__The task__. This exercise needs all of the entries set down again, exactly as they read.
* * * *
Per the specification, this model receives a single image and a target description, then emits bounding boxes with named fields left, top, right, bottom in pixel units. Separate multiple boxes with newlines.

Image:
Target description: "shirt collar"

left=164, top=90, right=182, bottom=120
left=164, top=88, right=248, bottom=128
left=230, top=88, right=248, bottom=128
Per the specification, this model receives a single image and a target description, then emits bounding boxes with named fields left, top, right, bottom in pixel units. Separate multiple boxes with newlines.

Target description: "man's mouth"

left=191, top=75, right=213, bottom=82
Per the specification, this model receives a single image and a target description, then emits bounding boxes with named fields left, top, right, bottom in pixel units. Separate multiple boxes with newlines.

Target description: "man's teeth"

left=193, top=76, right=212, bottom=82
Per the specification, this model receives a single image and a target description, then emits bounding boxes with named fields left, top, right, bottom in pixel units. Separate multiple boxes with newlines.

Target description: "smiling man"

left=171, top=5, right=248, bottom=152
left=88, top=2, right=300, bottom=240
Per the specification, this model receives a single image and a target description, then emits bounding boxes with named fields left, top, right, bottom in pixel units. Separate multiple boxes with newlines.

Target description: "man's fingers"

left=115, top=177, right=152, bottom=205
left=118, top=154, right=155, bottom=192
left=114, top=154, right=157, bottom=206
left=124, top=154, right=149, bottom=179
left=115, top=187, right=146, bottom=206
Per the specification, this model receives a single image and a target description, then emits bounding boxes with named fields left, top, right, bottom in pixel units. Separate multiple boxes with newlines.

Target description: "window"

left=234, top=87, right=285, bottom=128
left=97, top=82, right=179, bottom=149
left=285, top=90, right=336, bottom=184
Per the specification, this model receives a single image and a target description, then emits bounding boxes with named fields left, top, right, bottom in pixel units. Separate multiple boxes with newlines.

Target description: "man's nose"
* * * *
__Task answer__.
Per the specification, this model receives a single image and a target description, then emits bounding boxes with named fields left, top, right, bottom in pixel units. Separate multiple boxes with newlines.

Image:
Target description: "shirt collar"

left=164, top=90, right=182, bottom=120
left=164, top=88, right=248, bottom=128
left=230, top=88, right=248, bottom=128
Per the specification, this model receives a single image and a target description, then emits bounding boxes with named fields left, top, right, bottom in pixel units. Separate multiple boxes with newlines.

Target description: "man's mouth"

left=191, top=75, right=213, bottom=82
Per the specification, this model receives a single image and a target description, then emits bounding boxes with named fields left, top, right, bottom in pixel units. Separate multiple boxes with newlines.

Target description: "man's teeth"

left=193, top=76, right=212, bottom=82
Per the specification, this model receives a single image and a target description, then emits bounding boxes with named fields left, top, right, bottom in pixel units. Separate multiple boxes with newlines.

Target description: "smiling man"

left=171, top=5, right=248, bottom=152
left=88, top=2, right=300, bottom=240
Per the specification, this model receives a single image and a target description, then emits bounding boxes with named fields left, top, right, bottom in pixel units. Separate multiple boxes with newlines.

Target description: "man's fingers"

left=115, top=177, right=152, bottom=205
left=118, top=154, right=155, bottom=192
left=114, top=154, right=157, bottom=206
left=124, top=154, right=149, bottom=179
left=115, top=187, right=146, bottom=206
Per the specification, this model receives a single image and a target description, then emits bounding boxes with named fields left, top, right, bottom in pixel units. Separate multiple boxes with newlines.

Target description: "window"

left=234, top=87, right=285, bottom=128
left=97, top=82, right=179, bottom=149
left=285, top=90, right=336, bottom=184
Per the specification, this model receives a single image and a target description, then emits bounding boxes with named fields left, top, right, bottom in pixel units. Separate multiple boxes with newlines.

Target description: "man's nose"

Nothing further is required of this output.